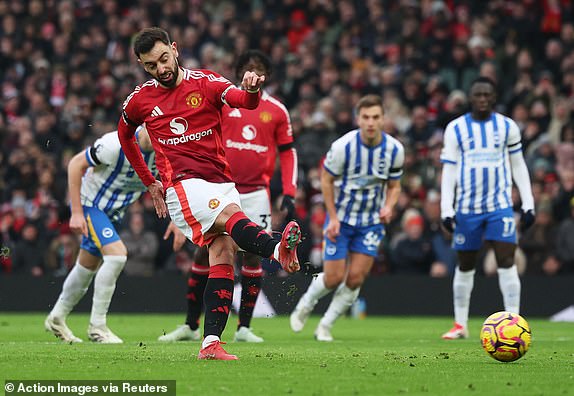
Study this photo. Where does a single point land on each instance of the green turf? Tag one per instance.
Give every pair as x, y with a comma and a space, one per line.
374, 356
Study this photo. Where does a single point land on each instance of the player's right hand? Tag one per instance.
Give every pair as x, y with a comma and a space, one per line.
448, 224
527, 219
178, 237
78, 224
333, 229
251, 81
157, 195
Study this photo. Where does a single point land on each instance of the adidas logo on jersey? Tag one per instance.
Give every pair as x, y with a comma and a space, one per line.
156, 112
235, 113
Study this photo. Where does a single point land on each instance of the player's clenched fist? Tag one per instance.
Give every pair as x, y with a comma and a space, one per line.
251, 81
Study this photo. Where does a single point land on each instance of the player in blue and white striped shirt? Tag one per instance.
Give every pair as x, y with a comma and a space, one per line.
101, 184
482, 155
357, 169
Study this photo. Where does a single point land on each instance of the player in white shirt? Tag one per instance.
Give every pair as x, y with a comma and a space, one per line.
101, 184
482, 155
357, 169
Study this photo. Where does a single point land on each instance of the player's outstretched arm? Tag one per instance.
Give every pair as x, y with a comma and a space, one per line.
392, 197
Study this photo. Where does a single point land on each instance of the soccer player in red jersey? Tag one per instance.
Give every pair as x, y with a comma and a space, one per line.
250, 137
182, 112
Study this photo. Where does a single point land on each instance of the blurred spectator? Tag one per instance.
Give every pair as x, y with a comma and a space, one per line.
539, 242
411, 251
565, 242
29, 253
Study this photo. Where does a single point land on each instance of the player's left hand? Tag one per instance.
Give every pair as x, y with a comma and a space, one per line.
156, 191
527, 219
289, 205
251, 81
386, 214
178, 236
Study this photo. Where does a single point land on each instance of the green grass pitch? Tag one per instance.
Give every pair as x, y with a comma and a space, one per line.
374, 356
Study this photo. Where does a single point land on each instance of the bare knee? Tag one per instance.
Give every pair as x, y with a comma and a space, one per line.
355, 280
333, 279
504, 253
222, 251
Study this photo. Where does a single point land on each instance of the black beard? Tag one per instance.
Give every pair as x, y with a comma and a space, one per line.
173, 81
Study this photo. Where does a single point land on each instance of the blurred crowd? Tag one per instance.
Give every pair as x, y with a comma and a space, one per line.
66, 66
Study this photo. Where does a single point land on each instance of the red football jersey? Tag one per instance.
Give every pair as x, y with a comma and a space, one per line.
251, 139
184, 124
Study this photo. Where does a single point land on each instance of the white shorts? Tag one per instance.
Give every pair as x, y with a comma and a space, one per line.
194, 204
257, 206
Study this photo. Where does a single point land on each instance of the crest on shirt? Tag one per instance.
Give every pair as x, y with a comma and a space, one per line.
381, 166
249, 132
235, 113
213, 203
194, 99
265, 116
178, 125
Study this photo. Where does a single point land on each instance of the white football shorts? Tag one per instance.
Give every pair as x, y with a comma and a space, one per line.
257, 206
194, 204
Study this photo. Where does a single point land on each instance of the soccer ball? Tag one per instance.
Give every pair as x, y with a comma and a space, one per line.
505, 336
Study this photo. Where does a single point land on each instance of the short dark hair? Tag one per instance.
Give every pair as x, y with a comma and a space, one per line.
485, 80
146, 39
256, 56
369, 101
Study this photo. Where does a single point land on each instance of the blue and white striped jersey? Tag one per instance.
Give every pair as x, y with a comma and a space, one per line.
361, 173
480, 150
111, 184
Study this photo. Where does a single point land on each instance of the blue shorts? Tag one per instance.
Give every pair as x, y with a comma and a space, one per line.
364, 240
101, 231
470, 230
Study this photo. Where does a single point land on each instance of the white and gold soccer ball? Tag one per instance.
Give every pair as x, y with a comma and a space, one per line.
505, 336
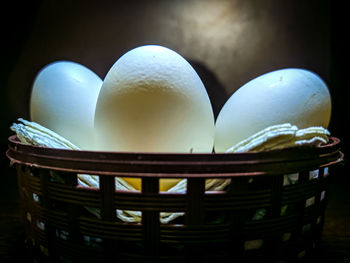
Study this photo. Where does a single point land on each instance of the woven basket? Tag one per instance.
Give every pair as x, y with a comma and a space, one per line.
216, 226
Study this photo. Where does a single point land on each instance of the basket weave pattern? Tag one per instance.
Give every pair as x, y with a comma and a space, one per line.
217, 226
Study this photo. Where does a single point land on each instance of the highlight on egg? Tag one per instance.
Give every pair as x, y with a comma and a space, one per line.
152, 100
63, 99
290, 95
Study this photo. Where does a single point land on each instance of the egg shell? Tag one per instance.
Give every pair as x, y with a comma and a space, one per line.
290, 95
63, 99
152, 100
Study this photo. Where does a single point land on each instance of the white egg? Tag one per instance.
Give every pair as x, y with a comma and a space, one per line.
63, 99
152, 100
291, 95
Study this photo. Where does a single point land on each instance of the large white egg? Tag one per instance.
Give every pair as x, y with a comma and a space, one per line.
152, 100
63, 99
291, 95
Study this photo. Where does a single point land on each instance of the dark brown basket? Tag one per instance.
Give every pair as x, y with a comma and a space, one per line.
217, 226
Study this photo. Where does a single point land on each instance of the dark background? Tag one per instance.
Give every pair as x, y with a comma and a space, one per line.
227, 42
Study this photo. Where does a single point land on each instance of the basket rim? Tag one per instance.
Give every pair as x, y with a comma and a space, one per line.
141, 164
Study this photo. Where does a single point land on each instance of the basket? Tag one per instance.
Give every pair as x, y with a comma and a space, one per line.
215, 226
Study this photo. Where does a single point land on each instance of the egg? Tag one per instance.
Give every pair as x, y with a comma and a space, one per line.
63, 99
290, 95
152, 100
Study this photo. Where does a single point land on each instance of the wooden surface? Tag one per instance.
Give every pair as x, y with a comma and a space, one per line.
335, 246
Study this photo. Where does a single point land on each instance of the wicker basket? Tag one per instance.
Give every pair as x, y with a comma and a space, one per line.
217, 226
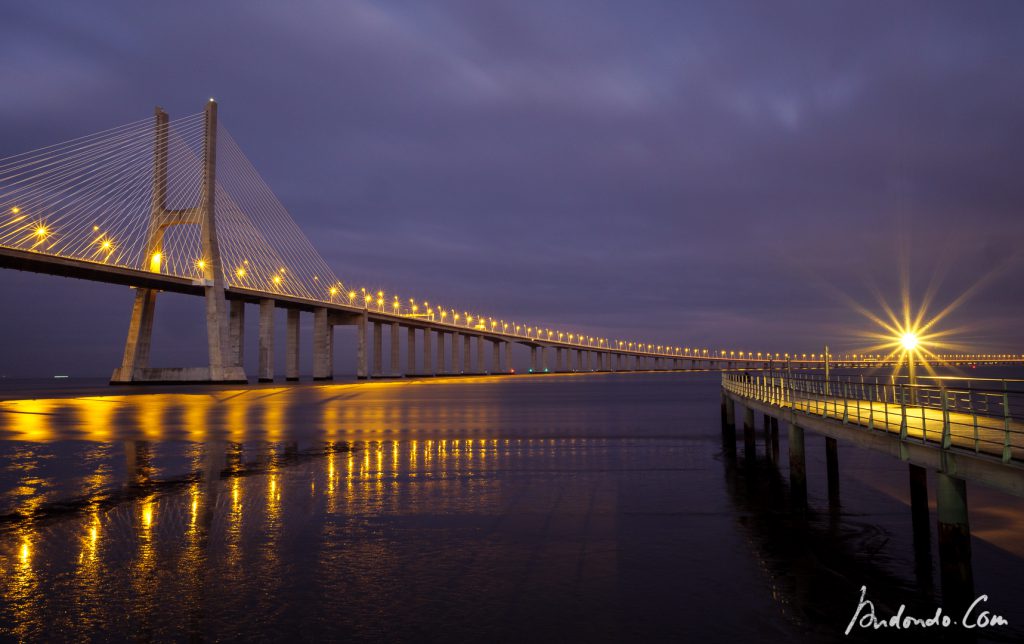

## [Given request]
Gather every line above that contains the word "soccer" and copy each one out. Case counts.

## [Completed exercise]
Study this photo. Where does a single point land on each instance of the soccer player in red jersey? Tag one per instance.
Study this photo. Where does a single point land on each instance of the soccer ball? Tag one per instance.
Study this photo. Where does a single point land on each instance of the white and gold soccer ball? Tag one per instance.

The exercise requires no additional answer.